• [Alıştırma açıklaması]
"Q: Report x and y for each instance of the navy" ifadesini içeren satırdan materyalin sonuna kadar olan satırları, "stadium crowd" yerine "packed stands" koyarak yeniden yazın. Geri kalan her şey aynen kalsın.

====

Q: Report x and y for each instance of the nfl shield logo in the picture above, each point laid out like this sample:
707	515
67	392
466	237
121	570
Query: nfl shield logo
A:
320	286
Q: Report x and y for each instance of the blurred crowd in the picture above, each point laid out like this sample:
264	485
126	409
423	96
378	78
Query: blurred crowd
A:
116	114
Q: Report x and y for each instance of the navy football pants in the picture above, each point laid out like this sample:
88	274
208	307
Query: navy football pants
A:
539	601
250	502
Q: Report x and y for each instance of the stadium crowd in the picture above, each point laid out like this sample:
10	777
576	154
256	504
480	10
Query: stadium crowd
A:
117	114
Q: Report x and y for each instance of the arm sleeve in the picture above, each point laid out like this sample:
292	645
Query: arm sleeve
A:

====

• [Görev çözümü]
Q: Report x and y for each instance of the navy football pants in the picture above, each point laid out like this sample:
88	274
208	307
Query: navy football pants
A:
539	601
250	502
Q: Report x and y for each instance of the packed stands in the picture above, each point laid out like this sample:
10	777
576	154
256	504
480	10
Query: packed stands
A:
117	114
Q: Report x and y for each instance of the arm sleeve in the picture above, each point laid out like this sample:
292	645
Query: arm sleeve
A:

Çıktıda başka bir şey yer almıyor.